Problem statement:
Present the lines of the records below as a Markdown table with the columns Row and Entry, starting with the line containing "Spot the grassy" and going on through the line containing "[[657, 403], [666, 493]]". Number each row and leave out any blank lines.
------ Exercise inputs
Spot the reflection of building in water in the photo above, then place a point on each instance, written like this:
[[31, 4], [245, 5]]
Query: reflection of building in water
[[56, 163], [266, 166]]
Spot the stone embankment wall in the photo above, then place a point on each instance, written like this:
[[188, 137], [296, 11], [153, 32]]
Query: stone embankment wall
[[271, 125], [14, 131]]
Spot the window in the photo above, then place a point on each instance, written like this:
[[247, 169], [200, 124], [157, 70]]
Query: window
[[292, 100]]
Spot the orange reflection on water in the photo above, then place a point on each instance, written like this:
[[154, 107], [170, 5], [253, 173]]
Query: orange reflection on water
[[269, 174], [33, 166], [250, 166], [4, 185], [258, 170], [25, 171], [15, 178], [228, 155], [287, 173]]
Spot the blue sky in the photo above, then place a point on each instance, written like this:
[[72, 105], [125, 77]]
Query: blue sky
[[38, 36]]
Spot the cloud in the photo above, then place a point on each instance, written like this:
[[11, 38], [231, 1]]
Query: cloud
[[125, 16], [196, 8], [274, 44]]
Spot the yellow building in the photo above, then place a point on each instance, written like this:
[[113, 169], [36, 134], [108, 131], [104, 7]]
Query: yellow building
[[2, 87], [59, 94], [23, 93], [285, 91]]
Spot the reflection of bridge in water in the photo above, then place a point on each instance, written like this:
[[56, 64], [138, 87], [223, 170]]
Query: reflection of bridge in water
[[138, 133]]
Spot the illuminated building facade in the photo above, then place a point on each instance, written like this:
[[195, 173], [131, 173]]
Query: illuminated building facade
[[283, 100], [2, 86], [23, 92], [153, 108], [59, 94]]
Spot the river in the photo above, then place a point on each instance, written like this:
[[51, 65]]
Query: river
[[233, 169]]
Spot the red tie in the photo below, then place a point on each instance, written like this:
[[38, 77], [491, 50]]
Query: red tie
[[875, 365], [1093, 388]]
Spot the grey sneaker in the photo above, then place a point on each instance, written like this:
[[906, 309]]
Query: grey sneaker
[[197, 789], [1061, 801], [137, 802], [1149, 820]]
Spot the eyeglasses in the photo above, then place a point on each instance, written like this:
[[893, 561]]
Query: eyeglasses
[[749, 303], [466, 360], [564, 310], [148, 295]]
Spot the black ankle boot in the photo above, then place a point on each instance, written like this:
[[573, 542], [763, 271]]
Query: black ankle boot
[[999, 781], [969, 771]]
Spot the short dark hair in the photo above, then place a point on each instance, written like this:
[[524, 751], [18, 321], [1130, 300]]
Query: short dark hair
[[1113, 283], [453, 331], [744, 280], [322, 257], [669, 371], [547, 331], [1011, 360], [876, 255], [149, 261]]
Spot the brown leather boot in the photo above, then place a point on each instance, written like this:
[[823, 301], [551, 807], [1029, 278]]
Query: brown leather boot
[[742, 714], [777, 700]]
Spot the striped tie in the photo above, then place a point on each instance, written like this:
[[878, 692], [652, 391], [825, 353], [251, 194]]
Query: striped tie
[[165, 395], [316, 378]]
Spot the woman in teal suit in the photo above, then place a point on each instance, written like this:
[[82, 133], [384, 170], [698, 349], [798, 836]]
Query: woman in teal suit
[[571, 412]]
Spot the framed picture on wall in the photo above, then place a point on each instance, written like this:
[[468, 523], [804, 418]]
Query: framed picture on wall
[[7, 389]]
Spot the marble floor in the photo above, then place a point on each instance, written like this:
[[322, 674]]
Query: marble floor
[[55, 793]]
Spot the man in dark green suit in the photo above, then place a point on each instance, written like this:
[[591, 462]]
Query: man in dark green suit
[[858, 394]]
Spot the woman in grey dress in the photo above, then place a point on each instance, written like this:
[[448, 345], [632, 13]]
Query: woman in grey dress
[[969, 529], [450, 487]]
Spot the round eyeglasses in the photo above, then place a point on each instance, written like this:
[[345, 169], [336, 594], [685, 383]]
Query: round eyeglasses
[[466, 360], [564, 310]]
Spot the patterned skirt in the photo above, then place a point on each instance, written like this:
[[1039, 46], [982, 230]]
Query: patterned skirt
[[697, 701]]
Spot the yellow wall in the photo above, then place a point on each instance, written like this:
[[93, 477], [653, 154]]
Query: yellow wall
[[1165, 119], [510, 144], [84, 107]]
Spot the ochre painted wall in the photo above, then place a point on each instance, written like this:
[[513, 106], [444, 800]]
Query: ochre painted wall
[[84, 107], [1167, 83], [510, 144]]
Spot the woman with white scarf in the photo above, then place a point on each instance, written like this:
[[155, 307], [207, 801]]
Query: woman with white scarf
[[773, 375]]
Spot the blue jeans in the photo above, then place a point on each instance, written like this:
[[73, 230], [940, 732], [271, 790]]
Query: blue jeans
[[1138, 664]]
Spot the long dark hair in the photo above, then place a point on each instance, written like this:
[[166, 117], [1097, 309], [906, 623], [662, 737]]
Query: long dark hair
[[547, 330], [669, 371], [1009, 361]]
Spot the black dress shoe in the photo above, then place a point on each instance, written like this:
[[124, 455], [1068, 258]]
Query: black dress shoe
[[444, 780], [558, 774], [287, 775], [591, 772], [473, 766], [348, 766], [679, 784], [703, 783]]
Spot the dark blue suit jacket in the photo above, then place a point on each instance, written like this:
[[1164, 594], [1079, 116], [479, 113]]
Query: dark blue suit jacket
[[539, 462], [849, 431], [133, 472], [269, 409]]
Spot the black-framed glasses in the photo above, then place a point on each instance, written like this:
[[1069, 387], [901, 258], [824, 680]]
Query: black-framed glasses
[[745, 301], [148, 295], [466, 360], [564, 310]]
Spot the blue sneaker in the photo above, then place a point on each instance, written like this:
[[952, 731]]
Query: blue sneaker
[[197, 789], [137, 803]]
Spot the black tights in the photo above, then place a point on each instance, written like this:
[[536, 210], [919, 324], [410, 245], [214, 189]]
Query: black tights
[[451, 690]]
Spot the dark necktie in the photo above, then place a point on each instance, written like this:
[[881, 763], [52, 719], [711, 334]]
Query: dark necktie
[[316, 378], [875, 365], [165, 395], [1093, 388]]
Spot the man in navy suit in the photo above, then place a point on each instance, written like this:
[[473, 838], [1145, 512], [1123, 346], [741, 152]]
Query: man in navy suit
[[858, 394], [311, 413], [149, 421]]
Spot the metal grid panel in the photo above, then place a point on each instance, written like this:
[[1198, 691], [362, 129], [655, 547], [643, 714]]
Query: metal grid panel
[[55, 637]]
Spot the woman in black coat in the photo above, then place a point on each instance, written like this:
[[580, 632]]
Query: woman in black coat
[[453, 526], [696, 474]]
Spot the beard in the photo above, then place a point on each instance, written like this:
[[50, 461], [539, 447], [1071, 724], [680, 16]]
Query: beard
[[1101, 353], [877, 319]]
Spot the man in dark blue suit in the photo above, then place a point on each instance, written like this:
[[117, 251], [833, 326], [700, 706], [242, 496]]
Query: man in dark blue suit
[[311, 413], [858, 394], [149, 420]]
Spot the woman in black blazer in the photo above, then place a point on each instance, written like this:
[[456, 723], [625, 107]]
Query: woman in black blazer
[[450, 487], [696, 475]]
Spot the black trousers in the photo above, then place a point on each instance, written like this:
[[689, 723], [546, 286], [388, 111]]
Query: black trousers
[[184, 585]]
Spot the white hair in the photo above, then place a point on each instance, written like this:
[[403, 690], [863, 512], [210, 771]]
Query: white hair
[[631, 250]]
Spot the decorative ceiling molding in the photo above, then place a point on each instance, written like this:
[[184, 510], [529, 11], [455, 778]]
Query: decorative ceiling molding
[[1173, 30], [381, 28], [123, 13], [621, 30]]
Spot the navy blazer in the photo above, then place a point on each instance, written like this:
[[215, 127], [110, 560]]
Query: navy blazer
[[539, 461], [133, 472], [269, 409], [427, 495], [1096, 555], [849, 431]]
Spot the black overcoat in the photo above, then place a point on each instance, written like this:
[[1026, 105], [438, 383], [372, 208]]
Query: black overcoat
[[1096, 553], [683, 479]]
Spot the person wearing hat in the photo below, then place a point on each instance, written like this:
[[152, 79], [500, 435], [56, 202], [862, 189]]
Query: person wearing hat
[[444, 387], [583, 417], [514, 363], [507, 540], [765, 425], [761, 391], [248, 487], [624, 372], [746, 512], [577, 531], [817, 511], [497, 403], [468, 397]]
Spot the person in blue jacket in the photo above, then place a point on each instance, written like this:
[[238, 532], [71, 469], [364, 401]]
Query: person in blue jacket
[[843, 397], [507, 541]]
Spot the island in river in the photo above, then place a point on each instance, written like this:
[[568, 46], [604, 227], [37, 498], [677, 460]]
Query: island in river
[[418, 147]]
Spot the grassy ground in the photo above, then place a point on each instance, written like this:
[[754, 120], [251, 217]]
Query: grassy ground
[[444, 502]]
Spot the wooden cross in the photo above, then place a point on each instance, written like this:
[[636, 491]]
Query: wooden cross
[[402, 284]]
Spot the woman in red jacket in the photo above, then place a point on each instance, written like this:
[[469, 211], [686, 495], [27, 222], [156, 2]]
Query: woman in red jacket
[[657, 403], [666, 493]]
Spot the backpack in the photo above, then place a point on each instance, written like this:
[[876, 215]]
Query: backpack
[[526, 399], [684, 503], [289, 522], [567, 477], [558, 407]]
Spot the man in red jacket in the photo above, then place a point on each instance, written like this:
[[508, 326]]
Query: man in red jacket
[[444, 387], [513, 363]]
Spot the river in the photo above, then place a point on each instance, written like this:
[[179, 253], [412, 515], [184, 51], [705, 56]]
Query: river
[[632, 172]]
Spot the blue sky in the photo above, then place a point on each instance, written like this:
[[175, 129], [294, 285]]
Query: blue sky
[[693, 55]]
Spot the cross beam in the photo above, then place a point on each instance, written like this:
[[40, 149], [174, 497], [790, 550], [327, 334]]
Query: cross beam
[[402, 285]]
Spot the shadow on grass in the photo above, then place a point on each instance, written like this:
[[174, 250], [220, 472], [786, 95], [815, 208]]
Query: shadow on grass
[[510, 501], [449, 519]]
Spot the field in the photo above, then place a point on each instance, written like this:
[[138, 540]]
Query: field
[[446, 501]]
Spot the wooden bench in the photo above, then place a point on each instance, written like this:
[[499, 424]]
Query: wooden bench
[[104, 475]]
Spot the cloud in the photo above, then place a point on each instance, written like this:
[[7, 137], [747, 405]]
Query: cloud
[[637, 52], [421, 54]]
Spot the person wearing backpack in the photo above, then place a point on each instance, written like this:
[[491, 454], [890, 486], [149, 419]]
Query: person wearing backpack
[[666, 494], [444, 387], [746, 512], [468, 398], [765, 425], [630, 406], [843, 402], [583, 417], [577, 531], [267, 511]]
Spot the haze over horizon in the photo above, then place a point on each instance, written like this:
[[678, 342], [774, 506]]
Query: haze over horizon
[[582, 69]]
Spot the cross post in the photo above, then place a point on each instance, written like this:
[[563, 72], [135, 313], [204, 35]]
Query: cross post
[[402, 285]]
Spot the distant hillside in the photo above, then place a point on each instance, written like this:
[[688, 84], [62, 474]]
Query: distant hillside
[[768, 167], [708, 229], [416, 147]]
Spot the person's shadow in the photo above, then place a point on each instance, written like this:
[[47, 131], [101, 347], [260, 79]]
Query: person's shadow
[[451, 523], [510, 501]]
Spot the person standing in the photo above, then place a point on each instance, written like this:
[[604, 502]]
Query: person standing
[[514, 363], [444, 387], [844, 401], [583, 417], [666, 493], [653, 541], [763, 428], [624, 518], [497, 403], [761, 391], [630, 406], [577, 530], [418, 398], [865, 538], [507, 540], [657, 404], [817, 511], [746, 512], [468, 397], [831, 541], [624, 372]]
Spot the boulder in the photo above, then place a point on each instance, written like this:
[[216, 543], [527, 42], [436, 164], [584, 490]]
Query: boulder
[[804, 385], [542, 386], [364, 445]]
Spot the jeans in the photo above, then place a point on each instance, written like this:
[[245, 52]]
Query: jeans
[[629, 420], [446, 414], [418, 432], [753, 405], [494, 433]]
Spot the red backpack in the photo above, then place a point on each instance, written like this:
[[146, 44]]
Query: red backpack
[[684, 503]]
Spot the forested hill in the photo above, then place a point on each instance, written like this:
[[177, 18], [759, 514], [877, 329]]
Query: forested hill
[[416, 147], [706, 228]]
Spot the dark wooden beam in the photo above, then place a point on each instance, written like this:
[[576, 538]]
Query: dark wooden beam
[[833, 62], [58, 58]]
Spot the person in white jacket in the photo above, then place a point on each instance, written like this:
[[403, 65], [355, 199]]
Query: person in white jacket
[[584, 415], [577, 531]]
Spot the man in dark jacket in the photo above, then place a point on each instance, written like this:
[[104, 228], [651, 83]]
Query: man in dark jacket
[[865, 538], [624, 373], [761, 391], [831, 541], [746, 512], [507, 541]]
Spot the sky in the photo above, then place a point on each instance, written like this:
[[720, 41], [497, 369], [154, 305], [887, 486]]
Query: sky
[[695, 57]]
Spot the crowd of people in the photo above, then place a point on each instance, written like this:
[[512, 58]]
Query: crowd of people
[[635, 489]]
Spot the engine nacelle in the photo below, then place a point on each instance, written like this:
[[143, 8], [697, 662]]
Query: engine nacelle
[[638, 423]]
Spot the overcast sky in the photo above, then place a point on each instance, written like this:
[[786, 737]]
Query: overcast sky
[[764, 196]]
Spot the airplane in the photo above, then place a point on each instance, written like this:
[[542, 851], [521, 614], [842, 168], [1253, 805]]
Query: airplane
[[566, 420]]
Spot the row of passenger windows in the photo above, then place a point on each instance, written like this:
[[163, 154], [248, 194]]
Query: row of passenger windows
------------
Output for this exercise:
| Row | Entry |
|---|---|
| 1 | Spot the grassy ground in the photo above, then place a point on each instance, written like this: |
| 2 | [[754, 120], [251, 217]] |
| 3 | Query: grassy ground |
| 4 | [[444, 502]] |
| 5 | Spot the wooden cross in the photo above, then place a point on each instance, written like this: |
| 6 | [[636, 491]] |
| 7 | Query: wooden cross |
| 8 | [[402, 284]] |
| 9 | Spot the woman in red jacket in the photo above, then place a point on each instance, written like this: |
| 10 | [[469, 211], [686, 495], [27, 222], [156, 2]] |
| 11 | Query: woman in red jacket |
| 12 | [[657, 403], [666, 493]] |